Brief:
Recast the material, from its start through the line containing "positive clicks: (157, 176) (161, 179)", as a numbered list with no blank lines. Leave the pictures out.
Supplied records below:
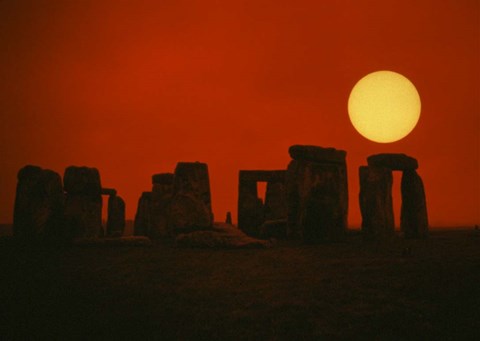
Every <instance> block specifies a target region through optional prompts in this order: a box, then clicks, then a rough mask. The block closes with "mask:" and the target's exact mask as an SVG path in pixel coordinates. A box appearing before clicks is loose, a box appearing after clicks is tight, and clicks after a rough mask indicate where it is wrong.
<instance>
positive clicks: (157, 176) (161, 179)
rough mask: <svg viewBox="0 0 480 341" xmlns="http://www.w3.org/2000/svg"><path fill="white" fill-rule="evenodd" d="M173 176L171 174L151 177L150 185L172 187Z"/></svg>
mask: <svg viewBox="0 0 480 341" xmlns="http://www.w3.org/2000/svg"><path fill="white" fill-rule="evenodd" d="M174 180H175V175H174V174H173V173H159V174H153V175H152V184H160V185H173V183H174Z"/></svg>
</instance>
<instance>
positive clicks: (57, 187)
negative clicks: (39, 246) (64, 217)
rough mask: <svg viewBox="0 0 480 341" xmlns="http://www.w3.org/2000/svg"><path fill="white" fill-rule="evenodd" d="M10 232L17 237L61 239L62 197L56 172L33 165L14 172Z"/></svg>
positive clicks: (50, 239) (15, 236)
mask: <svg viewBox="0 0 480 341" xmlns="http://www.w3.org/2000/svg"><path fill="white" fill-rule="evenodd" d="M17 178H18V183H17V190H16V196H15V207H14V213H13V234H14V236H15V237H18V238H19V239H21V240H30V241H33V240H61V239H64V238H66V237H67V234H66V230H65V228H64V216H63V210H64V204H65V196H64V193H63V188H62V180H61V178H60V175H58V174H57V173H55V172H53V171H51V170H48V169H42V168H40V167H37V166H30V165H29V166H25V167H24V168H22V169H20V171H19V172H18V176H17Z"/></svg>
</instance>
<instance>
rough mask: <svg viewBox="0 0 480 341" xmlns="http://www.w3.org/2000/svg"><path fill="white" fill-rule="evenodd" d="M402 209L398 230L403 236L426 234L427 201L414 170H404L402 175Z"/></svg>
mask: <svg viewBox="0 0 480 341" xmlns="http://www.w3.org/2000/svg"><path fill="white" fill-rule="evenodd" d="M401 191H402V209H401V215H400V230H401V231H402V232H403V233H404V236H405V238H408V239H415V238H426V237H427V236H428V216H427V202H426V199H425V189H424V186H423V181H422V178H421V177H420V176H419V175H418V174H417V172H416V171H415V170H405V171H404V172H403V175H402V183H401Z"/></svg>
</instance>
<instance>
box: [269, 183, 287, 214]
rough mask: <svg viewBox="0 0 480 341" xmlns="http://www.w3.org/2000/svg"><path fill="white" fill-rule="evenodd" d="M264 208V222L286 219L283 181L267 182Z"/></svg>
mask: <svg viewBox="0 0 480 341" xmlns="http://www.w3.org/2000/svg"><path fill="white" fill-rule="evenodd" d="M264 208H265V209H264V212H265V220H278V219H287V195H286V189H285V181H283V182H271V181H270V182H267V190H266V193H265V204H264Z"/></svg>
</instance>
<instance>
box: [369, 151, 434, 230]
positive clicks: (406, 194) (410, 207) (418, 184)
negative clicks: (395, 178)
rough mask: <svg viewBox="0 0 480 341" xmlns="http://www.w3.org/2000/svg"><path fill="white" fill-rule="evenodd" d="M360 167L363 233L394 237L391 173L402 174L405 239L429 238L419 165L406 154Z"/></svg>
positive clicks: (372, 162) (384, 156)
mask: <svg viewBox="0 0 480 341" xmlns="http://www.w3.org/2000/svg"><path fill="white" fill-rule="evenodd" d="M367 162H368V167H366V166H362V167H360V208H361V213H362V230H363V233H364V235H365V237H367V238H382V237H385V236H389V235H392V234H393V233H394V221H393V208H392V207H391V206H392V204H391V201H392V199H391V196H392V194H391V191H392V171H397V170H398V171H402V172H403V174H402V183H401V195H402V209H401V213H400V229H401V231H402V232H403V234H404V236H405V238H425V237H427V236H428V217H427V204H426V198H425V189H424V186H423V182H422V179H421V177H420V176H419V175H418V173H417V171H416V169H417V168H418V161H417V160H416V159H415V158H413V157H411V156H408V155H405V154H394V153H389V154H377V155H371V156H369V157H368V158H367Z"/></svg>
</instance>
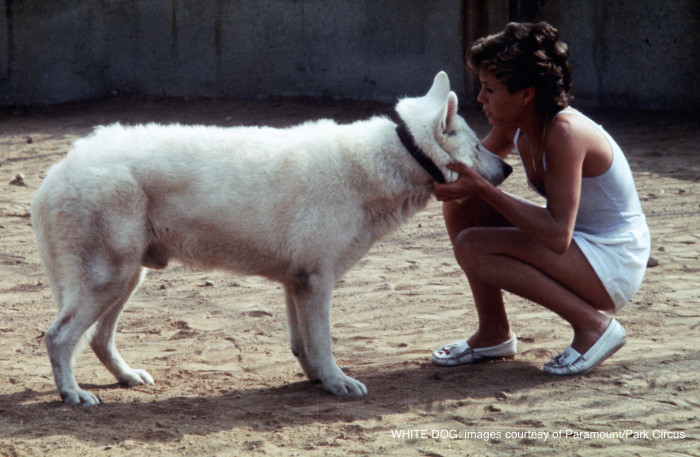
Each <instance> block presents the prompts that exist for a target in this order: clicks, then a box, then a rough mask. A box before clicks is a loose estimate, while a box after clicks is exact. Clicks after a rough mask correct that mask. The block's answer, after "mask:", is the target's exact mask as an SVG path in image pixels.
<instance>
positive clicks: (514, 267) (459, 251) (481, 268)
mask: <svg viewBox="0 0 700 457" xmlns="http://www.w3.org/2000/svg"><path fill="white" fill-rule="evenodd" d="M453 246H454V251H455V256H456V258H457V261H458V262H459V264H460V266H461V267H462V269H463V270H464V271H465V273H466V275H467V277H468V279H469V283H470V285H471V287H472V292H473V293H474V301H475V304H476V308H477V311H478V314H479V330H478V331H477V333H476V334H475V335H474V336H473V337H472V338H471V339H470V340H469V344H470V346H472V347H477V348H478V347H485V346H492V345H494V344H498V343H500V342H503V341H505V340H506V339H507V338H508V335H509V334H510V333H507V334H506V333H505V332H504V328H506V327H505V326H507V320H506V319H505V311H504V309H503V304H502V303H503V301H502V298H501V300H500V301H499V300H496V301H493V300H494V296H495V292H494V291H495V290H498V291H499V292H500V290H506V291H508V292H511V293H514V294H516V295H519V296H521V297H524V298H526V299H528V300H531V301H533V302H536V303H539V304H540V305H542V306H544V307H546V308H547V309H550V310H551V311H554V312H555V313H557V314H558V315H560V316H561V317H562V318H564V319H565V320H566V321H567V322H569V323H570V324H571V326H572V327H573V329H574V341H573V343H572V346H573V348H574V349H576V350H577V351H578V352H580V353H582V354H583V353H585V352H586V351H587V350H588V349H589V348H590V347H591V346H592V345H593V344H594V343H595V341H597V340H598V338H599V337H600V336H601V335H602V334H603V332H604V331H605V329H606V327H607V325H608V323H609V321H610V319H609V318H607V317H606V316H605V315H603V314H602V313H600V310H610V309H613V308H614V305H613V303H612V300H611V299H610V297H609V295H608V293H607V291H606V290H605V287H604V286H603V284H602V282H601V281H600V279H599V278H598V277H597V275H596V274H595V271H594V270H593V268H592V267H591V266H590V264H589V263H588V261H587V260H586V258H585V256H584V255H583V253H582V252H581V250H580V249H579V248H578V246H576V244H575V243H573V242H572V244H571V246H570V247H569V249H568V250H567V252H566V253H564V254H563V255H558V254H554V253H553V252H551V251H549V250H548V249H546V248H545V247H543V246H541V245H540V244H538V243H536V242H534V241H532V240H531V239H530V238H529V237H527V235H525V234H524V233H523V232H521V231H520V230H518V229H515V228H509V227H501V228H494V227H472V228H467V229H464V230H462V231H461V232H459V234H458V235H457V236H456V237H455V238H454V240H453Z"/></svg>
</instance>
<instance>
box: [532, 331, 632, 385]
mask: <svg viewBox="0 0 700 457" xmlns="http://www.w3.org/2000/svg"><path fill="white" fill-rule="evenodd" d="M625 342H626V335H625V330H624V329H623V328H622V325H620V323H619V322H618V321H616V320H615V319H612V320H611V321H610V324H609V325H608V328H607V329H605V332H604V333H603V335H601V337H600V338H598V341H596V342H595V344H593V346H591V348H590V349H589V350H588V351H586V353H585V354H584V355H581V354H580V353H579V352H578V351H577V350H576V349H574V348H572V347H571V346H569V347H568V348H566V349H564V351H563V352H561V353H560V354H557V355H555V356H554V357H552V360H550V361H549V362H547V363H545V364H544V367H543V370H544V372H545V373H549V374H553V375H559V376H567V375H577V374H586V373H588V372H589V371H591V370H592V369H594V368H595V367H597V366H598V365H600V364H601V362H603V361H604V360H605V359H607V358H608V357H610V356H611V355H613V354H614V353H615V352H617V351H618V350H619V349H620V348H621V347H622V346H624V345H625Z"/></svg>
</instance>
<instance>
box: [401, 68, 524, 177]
End of Supplied records.
Answer to the exercise:
1. Every <instance> block specifies a target region through optional prompts in this order: a box, then clicks, then a rough mask. The block closes with "mask:" and the target's exact mask as an SVG path in pixel coordinates. A box appearing before clicks is loose, a box appearing after clicks is tight, and clicks after a rough mask indicate where it is wrong.
2. <instance>
3. positive clicks: (157, 176) (161, 179)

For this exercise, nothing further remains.